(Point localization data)
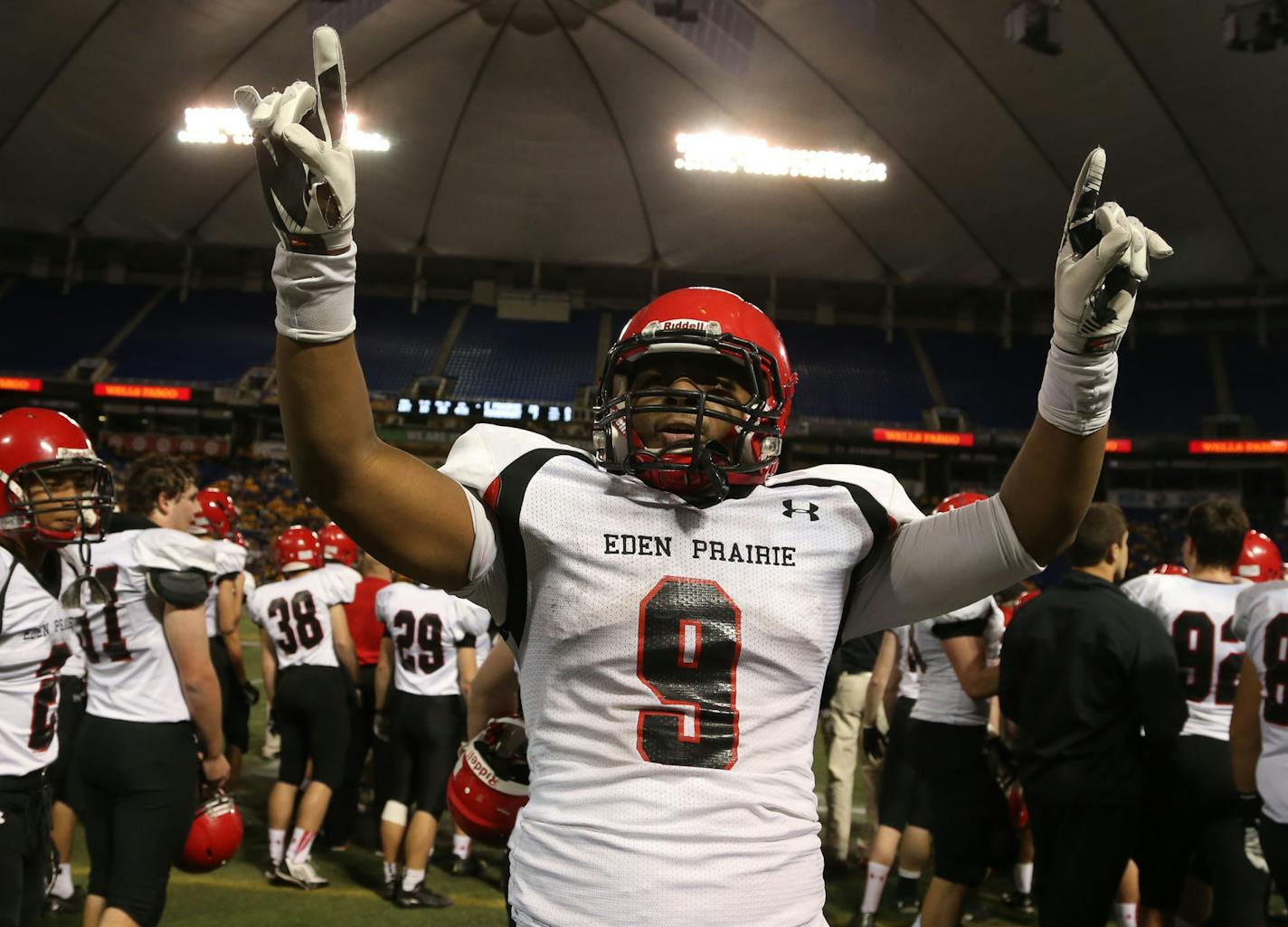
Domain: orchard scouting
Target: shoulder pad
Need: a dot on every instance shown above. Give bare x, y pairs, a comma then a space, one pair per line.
480, 455
172, 550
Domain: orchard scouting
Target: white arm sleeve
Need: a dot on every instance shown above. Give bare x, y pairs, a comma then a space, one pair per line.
939, 564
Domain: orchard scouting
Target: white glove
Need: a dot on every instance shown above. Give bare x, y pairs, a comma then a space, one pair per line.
1104, 258
304, 165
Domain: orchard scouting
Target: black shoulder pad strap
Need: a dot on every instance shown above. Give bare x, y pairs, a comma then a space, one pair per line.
182, 589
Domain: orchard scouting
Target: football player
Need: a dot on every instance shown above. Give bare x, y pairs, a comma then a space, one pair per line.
1198, 813
904, 802
366, 631
429, 652
673, 601
310, 675
947, 729
53, 492
215, 525
1258, 725
151, 687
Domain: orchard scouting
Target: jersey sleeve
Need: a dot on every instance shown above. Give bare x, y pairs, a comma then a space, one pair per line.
933, 565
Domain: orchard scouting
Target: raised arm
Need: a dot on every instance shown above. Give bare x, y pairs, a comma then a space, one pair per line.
374, 491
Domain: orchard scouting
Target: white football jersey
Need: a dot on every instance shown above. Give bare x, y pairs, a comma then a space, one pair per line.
671, 663
36, 636
230, 560
942, 698
130, 672
427, 628
910, 662
297, 613
1199, 617
1261, 622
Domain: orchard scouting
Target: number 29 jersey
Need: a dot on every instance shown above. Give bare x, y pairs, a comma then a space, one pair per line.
1199, 617
1261, 622
671, 659
427, 628
297, 614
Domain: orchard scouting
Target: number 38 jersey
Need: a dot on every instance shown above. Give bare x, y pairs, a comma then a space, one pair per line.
297, 614
427, 628
1261, 622
1199, 617
36, 638
671, 659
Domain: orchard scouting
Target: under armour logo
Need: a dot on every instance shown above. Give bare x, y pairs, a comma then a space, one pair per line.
810, 509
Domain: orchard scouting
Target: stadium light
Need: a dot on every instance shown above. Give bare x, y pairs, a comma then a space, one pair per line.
221, 125
723, 154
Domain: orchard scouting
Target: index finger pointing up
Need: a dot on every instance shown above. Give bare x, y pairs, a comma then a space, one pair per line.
1086, 197
328, 69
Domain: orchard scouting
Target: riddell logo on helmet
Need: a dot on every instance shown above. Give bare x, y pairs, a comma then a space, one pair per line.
682, 325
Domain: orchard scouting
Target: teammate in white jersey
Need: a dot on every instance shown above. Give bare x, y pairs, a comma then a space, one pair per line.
1258, 725
53, 492
904, 802
310, 674
1198, 813
428, 650
216, 525
151, 687
671, 601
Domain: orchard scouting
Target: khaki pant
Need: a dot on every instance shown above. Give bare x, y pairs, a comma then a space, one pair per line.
843, 734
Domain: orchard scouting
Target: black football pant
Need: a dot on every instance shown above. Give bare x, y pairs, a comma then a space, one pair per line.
24, 847
138, 792
344, 804
1082, 851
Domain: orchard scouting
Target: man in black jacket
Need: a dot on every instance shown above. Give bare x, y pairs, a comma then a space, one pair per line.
1084, 671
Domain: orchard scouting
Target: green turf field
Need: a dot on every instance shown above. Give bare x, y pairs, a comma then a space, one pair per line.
239, 894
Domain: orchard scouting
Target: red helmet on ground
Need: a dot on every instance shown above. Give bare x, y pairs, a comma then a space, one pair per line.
38, 449
489, 783
297, 549
1260, 560
959, 500
214, 519
213, 839
697, 322
337, 546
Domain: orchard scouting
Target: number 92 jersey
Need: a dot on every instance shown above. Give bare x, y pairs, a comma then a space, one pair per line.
1199, 617
1261, 622
671, 662
427, 626
297, 614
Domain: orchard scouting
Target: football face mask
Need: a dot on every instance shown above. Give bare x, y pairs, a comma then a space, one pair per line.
695, 395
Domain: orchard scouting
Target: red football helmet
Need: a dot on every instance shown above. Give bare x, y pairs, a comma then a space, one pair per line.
489, 783
713, 324
214, 837
337, 546
959, 500
297, 549
39, 447
1260, 560
214, 519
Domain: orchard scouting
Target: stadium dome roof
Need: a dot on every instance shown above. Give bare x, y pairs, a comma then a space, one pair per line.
545, 129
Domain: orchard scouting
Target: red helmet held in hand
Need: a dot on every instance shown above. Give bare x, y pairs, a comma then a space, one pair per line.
40, 452
489, 783
337, 546
1260, 560
213, 839
297, 549
716, 335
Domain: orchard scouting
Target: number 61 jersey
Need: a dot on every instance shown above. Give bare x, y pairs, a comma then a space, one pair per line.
297, 614
1199, 619
671, 662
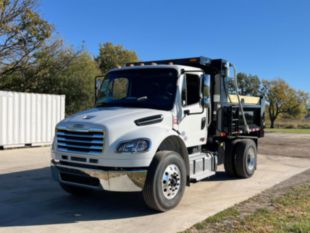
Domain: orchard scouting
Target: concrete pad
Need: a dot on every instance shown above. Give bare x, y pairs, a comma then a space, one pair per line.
31, 202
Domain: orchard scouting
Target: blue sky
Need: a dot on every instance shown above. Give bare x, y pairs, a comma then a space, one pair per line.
270, 38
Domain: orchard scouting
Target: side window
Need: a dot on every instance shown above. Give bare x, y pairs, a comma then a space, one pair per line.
191, 90
120, 87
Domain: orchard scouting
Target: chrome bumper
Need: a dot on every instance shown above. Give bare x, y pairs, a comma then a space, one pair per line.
110, 180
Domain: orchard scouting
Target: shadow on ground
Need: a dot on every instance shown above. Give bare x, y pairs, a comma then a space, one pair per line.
32, 198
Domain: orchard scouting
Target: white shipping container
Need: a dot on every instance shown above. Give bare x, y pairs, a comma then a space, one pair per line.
28, 118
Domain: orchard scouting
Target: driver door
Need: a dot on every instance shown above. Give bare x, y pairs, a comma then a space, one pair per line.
193, 123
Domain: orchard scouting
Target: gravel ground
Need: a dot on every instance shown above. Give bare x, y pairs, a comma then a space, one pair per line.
285, 144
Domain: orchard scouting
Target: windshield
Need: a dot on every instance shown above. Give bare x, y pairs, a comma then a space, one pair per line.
143, 88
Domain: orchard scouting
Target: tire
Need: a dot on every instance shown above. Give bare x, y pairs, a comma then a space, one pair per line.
75, 190
245, 158
165, 182
229, 159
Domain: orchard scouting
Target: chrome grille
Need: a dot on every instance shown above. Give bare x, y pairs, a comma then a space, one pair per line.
82, 142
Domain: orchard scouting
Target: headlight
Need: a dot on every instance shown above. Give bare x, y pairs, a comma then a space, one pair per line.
137, 145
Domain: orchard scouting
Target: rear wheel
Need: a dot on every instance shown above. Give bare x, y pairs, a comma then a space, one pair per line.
165, 183
246, 158
229, 158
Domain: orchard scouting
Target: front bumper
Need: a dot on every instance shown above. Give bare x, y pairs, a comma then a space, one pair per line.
94, 178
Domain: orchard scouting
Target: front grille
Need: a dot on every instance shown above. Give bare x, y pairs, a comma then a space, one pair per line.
82, 142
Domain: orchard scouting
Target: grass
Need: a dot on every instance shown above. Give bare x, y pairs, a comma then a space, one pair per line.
287, 213
281, 130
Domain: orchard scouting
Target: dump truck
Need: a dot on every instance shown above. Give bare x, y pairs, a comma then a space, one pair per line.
157, 127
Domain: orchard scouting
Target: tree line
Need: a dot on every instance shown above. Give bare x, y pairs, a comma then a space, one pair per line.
282, 101
32, 59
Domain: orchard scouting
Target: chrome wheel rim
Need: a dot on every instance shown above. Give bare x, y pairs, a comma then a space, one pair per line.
251, 160
171, 181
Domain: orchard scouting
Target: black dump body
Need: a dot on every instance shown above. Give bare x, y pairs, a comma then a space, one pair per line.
227, 120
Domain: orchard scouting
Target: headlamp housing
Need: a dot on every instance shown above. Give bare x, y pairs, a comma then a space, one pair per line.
132, 146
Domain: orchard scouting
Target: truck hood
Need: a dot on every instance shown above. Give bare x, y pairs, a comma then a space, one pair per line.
111, 115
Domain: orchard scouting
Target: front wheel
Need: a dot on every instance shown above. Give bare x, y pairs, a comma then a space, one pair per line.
166, 180
246, 158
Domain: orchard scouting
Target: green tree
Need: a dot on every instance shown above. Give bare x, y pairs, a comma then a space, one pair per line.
283, 100
112, 56
63, 72
22, 33
247, 84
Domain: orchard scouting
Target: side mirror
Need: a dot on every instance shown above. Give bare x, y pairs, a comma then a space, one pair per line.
205, 101
187, 112
98, 82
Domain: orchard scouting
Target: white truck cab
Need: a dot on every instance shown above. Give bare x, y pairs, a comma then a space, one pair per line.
156, 127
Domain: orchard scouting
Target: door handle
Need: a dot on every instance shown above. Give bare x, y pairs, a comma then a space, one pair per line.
203, 122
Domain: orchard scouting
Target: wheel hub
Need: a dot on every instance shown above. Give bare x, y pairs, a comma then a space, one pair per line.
251, 159
171, 180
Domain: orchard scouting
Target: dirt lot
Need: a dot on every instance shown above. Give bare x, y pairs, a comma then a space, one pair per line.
31, 202
285, 144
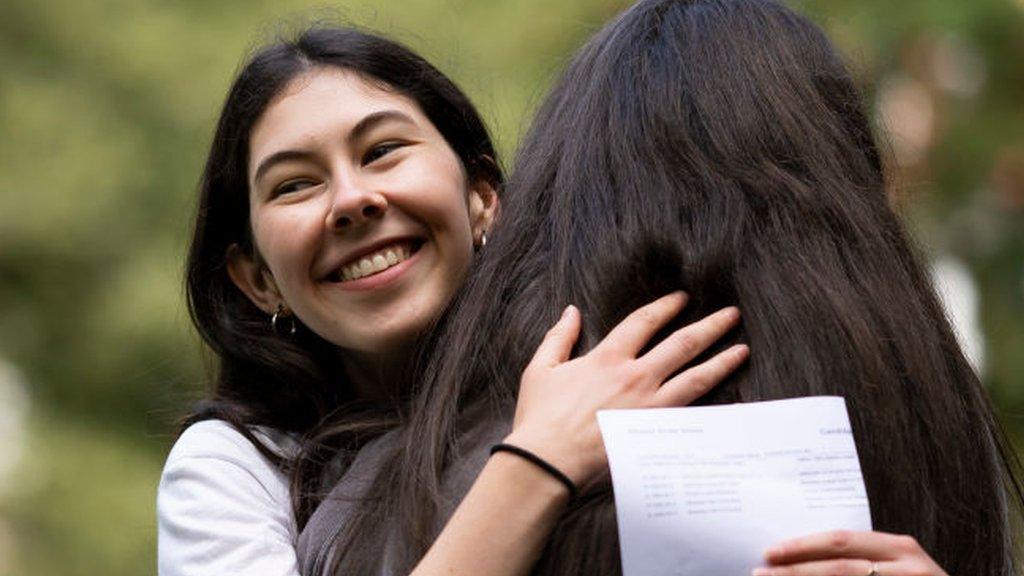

■ THE PROBLEM ■
The word "door" may appear in several lines of the data; copy every line where it does.

■ RESPONSE FOR THIS EXERCISE ■
Target: driver door
Target: door handle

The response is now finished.